**Input**.
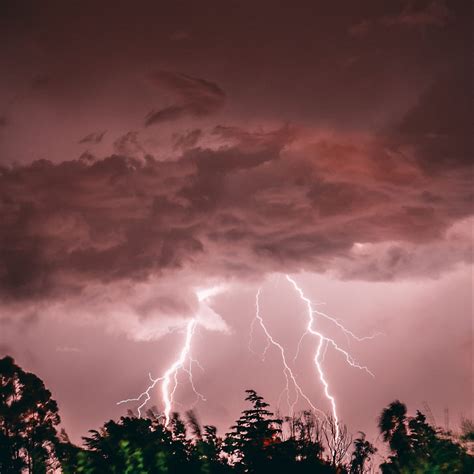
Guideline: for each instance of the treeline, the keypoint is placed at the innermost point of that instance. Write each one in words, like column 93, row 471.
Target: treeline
column 259, row 442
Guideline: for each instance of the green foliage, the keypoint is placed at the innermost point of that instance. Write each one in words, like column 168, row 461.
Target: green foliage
column 417, row 447
column 28, row 417
column 363, row 450
column 258, row 443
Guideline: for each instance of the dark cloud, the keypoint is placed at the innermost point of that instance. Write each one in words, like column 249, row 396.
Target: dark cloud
column 412, row 15
column 266, row 202
column 128, row 144
column 196, row 97
column 188, row 139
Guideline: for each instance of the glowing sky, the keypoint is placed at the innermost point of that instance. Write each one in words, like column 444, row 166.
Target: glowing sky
column 152, row 150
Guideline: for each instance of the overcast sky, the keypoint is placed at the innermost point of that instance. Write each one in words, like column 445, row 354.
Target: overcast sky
column 152, row 150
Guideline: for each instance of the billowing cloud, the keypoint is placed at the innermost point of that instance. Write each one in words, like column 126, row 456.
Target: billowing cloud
column 195, row 97
column 93, row 138
column 262, row 202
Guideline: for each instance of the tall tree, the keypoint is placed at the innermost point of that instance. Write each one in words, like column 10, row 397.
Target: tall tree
column 363, row 450
column 251, row 444
column 418, row 447
column 28, row 420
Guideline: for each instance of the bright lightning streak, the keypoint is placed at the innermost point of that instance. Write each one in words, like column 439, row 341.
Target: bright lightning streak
column 167, row 394
column 324, row 339
column 322, row 346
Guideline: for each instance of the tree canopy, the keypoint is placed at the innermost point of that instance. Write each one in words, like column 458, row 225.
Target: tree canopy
column 259, row 442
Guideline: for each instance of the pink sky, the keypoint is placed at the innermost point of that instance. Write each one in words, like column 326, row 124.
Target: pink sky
column 147, row 153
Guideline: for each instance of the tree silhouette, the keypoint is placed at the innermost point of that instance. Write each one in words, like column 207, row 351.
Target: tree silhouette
column 418, row 447
column 363, row 450
column 258, row 443
column 252, row 441
column 28, row 417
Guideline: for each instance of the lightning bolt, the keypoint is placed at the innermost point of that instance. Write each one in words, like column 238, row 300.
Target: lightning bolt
column 323, row 342
column 168, row 388
column 288, row 373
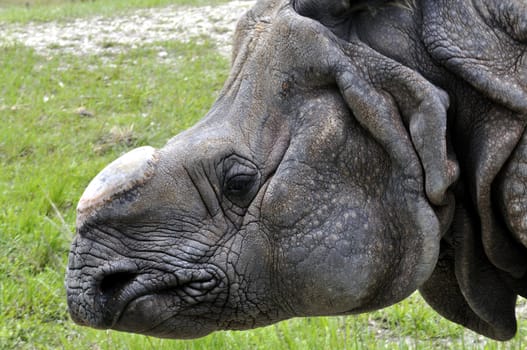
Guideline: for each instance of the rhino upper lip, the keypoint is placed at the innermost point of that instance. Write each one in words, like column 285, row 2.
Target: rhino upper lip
column 118, row 287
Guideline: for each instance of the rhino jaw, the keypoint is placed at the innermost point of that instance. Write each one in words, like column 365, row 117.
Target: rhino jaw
column 130, row 170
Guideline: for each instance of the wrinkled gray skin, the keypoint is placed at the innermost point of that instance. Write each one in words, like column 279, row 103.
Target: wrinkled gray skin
column 359, row 151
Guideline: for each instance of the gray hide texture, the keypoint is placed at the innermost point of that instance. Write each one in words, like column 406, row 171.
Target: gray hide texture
column 359, row 151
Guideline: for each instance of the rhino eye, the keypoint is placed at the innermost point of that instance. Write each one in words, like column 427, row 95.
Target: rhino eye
column 242, row 180
column 239, row 184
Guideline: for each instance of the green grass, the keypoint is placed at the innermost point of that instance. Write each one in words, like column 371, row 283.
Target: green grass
column 63, row 119
column 23, row 11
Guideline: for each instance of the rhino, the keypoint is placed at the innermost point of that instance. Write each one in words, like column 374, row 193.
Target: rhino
column 358, row 151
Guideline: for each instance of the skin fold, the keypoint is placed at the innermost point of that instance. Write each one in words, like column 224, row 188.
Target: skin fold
column 359, row 151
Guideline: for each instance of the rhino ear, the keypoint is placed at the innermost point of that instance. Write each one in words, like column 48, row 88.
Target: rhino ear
column 466, row 288
column 404, row 112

**Written request**. Output every one of the entries above as a two-column CSV with the header instruction,keypoints and one row per entry. Put each entry's text and its answer in separate quoted fields, turn any line breaks into spaces, and leave the pictures out.

**Answer for this exercise**.
instruction,keypoints
"Guideline: for each instance of the treeline, the keypoint is placed at the innermost point of that instance. Write each one in words, like column 93, row 471. Target: treeline","column 259, row 442"
"Guideline: for each instance of the green foliage, the keypoint is placed at the innermost point of that instance. Write each one in words, like column 168, row 461. Target: green foliage","column 417, row 447 column 28, row 417 column 363, row 450 column 258, row 443"
"Guideline: for each instance of the dark cloud, the keypoint is placed at the innermost point of that instance. Write each one in words, like column 249, row 396. Target: dark cloud","column 412, row 15 column 266, row 202 column 128, row 144 column 196, row 97 column 188, row 139"
"Guideline: for each instance of the glowing sky, the keypoint is placed at the innermost point of that instance. Write each one in words, like column 444, row 166. Target: glowing sky","column 152, row 150"
"Guideline: for each instance of the overcast sky, the keypoint is placed at the innermost point of that instance. Write each one in words, like column 445, row 354. Target: overcast sky","column 152, row 150"
"Guideline: for each instance of the billowing cloud, the keypoint is placed at the innermost point of that instance. Write each one in words, like column 126, row 456. Target: billowing cloud","column 195, row 97 column 93, row 138 column 262, row 202"
"Guideline: for each instance of the tall tree, the keypoint is placed at the innermost point of that instance. Write each one in words, like column 10, row 397. Target: tall tree","column 363, row 450 column 251, row 444 column 418, row 447 column 28, row 420"
"Guideline: for each instance of the bright lightning streak, the keypoint is placed at the innermost point of that instance. Write each one in words, like column 439, row 341. Target: bright lightning streak","column 167, row 394 column 324, row 339 column 322, row 346"
"Guideline: for each instance of the tree canopy, the keypoint is placed at the innermost point of that instance. Write each one in words, like column 458, row 225. Target: tree canopy","column 259, row 442"
"Guideline: for each instance of the pink sky, the keypoint is placed at the innermost point of that instance. Write each one in words, like column 326, row 124. Target: pink sky","column 147, row 153"
"Guideline: for each instance of the tree silhouette, the keypoint is placed at the innermost point of that instance. Write each one in words, like column 207, row 351. Target: tree silhouette","column 418, row 447 column 363, row 450 column 258, row 443 column 252, row 441 column 28, row 417"
"Guideline: for each instance of the lightning bolt, the keypoint is placed at the innermost point of that instance. Write each one in words, like column 238, row 300. Target: lightning bolt","column 323, row 342 column 168, row 388 column 288, row 373"
"Guideline: for each instance of the rhino upper lip, the keypoint is placed at the innermost point of that instance. Write each one in words, like column 285, row 2. Target: rhino upper lip","column 118, row 287"
"Guideline: for each instance of the rhino jaw, the keypoint is placed at the innermost point of that instance. Write each one in words, like column 365, row 117. Target: rhino jaw","column 130, row 170"
"Guideline: for each instance of the wrinkled gray skin, the keypoint is placed at the innermost point of that instance. Write each one in words, like column 279, row 103. Target: wrinkled gray skin","column 359, row 151"
"Guideline: for each instance of the gray hide texture, the keypoint is placed at the innermost point of that instance. Write each one in words, like column 406, row 171. Target: gray hide texture","column 359, row 151"
"Guideline: for each instance of the rhino eye, the keypoint is placed at the innermost point of that instance. Write each one in words, like column 427, row 95. Target: rhino eye","column 242, row 180 column 239, row 184"
"Guideline: for each instance of the green grass, the keypoint is placed at the innermost point of that instance. Write each one in words, like column 371, row 283. Target: green grass","column 63, row 119 column 23, row 11"
"Guideline: for each instance of the rhino, the keypoint is placed at the innermost point of that instance. Write each one in words, like column 374, row 193. Target: rhino","column 358, row 151"
"Guideline: for each instance of the skin fold, the keypoint is placed at the innermost point of that instance. Write each one in words, like column 224, row 188. Target: skin fold","column 359, row 151"
"Guideline: for each instance of the rhino ear, the keypoint is placed at the innermost point of that instance. Write each one in words, like column 48, row 88. Target: rhino ear","column 466, row 288 column 404, row 112"